Dataset records
------------

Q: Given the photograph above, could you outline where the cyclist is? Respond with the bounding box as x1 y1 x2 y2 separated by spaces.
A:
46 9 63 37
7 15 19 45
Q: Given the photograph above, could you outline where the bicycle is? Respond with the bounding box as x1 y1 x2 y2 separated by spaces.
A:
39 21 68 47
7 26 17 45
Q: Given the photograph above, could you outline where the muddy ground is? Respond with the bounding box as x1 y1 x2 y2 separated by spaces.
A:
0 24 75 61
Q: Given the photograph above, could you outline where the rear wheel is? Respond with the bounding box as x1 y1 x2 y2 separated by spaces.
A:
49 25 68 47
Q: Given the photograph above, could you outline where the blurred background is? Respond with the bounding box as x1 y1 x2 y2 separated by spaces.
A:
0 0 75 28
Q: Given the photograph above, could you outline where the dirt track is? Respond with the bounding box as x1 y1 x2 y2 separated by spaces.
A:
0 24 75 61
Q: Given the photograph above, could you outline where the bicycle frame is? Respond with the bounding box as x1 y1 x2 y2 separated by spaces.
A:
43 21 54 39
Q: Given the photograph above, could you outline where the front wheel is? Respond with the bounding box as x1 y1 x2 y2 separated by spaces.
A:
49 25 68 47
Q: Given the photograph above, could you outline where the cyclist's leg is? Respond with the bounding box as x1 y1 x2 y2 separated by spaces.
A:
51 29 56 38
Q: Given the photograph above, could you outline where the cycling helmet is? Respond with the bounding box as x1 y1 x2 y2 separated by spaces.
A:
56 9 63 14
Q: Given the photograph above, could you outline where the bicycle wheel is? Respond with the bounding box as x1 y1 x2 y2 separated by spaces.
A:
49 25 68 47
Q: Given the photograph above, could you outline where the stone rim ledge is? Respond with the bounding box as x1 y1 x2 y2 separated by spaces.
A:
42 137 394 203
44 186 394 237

------------

Reproduce the listing above word for word, every line included.

Q: Given the photograph above, could you outline where the cyclist is? Respond with the bounding box as x1 y1 x2 y2 separated by spaces.
A:
46 9 63 37
7 15 19 45
Q: Given the photograph above, could you outline where the bicycle is? Respond with the bounding box as x1 y1 x2 y2 separated by spaces.
A:
39 21 68 47
7 26 17 45
Q: Given the photograph above, could you outline where the muddy ground is? Respond with the bounding box as x1 y1 x2 y2 separated by spaces.
A:
0 24 75 61
Q: Given the photograph above, could you outline where the rear wheel is? Respond with the bounding box as x1 y1 x2 y2 separated by spaces.
A:
49 25 68 47
Q: Given the photograph above, could you outline where the blurred background is? Respond with the bounding box as x1 y1 x2 y2 separated by spaces.
A:
0 0 75 28
Q: Given the photograph above, could you outline where the dirt track is? Respond with the bounding box as x1 y1 x2 y2 separated by spaces.
A:
0 24 75 61
Q: Given the photograph above, could you outline where the bicycle frame is? Respond with the bounding box as x1 y1 x2 y2 separated by spaces.
A:
43 21 54 39
Q: Given the photograph above, could you outline where the front wheel is? Respond with the bounding box as x1 y1 x2 y2 separated by spaces.
A:
49 25 68 47
Q: Given the photograph above, could you outline where the cyclist's leg is? Respond with the bounding box as x1 y1 x2 y2 separated by spaces.
A:
51 29 56 38
Q: Given the photograph above, could you outline where the cycling helmet is? Respond with the bounding box as x1 y1 x2 y2 separated by spaces.
A:
56 9 63 14
Q: Given the photograph above, could you outline where the bicycle wheel is? Respond with the bounding box as x1 y1 x2 y2 separated by spaces.
A:
49 25 68 47
Q: Given the photograph above, could you outline where the stone rim ledge is? Respond with the bounding box as x1 y1 x2 y2 separated by spaces.
A:
42 137 394 203
44 186 394 237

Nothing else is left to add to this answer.